## [ANWEISUNGEN]
Wähle aus der Auflistung unten jede Zeile aus, die das Wort „wooden“ enthält, und schreibe sie ab. Groß- und Kleinschreibung ist dabei zu beachten.

>>>

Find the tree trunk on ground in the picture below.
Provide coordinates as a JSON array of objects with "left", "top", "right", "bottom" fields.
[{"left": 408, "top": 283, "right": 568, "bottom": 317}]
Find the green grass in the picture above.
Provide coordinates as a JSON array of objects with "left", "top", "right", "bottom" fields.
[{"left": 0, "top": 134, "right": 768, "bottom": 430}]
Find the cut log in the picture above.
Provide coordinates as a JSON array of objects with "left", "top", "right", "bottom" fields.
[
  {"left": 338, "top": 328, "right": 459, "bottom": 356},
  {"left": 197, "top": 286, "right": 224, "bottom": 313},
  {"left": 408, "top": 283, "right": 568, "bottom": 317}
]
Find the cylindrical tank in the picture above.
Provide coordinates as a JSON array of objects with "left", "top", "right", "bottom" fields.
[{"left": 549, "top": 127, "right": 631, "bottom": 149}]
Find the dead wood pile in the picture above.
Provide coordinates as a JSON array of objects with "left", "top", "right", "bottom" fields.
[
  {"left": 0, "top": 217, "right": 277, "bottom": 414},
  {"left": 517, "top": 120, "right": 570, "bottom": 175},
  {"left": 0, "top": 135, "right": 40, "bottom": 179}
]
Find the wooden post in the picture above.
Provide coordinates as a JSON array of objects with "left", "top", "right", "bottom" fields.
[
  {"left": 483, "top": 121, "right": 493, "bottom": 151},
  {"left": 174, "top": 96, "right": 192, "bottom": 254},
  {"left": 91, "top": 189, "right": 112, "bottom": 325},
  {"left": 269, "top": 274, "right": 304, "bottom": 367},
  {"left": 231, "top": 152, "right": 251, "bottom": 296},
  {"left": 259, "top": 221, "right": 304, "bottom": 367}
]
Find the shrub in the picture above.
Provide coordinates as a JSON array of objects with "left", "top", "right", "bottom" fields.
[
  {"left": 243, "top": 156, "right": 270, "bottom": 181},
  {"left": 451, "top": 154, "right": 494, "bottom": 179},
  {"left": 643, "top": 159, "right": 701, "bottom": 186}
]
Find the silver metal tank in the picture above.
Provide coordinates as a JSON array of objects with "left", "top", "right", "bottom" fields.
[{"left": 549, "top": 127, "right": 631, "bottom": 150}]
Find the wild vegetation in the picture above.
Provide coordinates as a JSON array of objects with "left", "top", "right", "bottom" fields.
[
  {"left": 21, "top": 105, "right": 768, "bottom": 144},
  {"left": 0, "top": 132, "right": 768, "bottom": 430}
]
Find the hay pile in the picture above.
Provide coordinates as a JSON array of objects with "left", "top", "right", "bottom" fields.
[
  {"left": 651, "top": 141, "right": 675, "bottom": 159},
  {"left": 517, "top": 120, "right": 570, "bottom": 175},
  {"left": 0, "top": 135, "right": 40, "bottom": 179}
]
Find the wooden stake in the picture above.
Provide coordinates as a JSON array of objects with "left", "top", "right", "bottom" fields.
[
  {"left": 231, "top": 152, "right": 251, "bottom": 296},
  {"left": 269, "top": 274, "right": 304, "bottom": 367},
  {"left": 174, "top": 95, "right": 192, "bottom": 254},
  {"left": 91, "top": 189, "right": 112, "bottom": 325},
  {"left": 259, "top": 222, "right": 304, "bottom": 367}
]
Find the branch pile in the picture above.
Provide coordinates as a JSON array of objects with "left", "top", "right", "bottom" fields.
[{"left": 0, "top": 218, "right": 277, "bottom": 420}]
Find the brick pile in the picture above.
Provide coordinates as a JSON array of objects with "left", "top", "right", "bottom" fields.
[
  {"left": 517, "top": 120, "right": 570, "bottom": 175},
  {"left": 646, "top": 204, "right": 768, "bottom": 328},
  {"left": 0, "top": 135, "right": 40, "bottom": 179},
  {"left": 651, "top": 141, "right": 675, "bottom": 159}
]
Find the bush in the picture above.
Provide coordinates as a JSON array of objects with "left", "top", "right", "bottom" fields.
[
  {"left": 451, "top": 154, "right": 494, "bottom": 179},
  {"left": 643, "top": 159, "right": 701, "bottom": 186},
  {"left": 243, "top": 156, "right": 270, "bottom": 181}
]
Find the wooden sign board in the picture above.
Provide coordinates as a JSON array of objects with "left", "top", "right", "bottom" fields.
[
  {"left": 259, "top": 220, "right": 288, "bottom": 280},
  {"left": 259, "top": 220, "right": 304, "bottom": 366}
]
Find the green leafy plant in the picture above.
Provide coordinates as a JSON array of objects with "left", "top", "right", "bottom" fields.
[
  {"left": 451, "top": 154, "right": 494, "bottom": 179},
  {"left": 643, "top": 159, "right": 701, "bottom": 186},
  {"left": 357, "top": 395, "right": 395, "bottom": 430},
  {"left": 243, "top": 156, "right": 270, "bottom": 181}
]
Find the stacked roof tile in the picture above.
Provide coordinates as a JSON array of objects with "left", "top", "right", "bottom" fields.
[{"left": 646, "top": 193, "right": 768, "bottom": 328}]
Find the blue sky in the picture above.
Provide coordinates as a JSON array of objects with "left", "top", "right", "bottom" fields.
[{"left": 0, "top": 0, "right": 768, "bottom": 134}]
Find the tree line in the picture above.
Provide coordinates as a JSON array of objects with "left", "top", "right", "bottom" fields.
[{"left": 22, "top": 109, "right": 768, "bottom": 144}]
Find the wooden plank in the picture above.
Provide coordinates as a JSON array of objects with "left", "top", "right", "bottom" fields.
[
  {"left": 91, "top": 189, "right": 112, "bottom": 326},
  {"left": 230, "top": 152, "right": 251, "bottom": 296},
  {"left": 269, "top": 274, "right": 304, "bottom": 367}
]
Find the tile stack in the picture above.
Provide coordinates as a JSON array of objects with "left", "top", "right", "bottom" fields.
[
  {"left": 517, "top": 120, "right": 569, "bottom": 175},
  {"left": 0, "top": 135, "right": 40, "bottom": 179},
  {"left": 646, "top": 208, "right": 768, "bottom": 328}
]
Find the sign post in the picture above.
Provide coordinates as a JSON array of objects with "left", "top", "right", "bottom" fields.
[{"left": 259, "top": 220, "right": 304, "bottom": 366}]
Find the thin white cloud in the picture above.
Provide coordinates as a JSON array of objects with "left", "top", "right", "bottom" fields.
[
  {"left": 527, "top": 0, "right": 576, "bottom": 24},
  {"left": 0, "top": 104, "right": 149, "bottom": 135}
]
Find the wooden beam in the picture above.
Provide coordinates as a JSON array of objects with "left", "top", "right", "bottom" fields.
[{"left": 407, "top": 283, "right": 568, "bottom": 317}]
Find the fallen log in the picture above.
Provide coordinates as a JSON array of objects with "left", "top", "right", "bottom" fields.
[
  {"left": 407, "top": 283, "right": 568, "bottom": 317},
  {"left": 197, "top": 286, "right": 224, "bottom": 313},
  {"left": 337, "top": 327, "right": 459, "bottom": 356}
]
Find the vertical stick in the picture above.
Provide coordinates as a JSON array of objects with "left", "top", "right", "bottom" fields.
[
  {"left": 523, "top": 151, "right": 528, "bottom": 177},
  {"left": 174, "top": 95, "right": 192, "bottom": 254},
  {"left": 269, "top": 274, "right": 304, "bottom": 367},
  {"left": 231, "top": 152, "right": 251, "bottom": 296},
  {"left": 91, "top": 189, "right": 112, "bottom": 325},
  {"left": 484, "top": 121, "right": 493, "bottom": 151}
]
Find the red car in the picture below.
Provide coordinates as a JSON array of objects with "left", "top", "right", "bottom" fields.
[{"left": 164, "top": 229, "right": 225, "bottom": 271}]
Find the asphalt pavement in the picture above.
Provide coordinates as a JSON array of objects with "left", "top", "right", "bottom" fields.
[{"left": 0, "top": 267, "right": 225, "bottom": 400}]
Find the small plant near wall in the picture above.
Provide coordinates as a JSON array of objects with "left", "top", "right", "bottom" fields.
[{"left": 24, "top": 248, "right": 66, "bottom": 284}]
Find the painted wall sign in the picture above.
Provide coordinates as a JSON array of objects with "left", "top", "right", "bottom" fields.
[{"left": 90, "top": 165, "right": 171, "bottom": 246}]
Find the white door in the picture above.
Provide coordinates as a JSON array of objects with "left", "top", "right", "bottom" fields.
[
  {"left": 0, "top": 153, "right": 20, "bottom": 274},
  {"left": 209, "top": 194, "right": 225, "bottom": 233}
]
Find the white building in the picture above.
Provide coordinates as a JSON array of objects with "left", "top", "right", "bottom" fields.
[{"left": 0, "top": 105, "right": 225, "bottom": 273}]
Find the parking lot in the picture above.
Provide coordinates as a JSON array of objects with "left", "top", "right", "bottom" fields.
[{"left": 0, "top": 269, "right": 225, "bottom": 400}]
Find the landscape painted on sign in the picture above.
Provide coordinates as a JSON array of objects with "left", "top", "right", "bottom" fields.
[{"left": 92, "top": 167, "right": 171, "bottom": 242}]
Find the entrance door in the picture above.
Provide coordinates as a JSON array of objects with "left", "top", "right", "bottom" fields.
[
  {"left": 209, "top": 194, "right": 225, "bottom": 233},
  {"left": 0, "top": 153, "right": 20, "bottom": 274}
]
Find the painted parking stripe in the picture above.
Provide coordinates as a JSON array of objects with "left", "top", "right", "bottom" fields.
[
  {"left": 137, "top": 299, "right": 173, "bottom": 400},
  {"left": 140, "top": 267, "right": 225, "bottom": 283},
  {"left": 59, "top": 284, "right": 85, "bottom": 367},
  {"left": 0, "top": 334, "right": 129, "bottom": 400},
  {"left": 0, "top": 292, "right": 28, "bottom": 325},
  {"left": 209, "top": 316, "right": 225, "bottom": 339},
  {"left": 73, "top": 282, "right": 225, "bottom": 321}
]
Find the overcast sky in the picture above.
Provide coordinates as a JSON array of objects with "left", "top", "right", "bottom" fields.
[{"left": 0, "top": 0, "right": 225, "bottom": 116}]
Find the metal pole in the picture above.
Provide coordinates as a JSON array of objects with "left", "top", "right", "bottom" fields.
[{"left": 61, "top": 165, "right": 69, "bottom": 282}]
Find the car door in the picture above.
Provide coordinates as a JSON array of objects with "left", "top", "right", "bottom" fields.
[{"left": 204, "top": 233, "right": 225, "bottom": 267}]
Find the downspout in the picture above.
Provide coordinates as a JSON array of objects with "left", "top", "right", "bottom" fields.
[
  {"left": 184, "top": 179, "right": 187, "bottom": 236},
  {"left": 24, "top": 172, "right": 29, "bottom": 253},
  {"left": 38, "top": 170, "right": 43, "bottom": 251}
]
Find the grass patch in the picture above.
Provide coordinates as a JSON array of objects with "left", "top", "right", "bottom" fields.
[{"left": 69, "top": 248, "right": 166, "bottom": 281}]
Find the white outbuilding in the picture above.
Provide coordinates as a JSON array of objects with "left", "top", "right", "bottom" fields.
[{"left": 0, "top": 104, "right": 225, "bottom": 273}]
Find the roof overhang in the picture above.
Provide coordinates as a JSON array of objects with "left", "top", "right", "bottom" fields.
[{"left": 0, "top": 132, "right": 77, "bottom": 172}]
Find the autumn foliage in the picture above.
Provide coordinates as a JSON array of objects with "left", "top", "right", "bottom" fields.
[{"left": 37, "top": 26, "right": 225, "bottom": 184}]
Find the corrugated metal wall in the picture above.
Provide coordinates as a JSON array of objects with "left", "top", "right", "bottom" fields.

<<<

## [LÖSUNG]
Find the wooden post in the picture above.
Find the wooden stake in the picture above.
Find the wooden sign board in the picture above.
Find the wooden plank in the picture above.
Find the wooden beam in the picture above.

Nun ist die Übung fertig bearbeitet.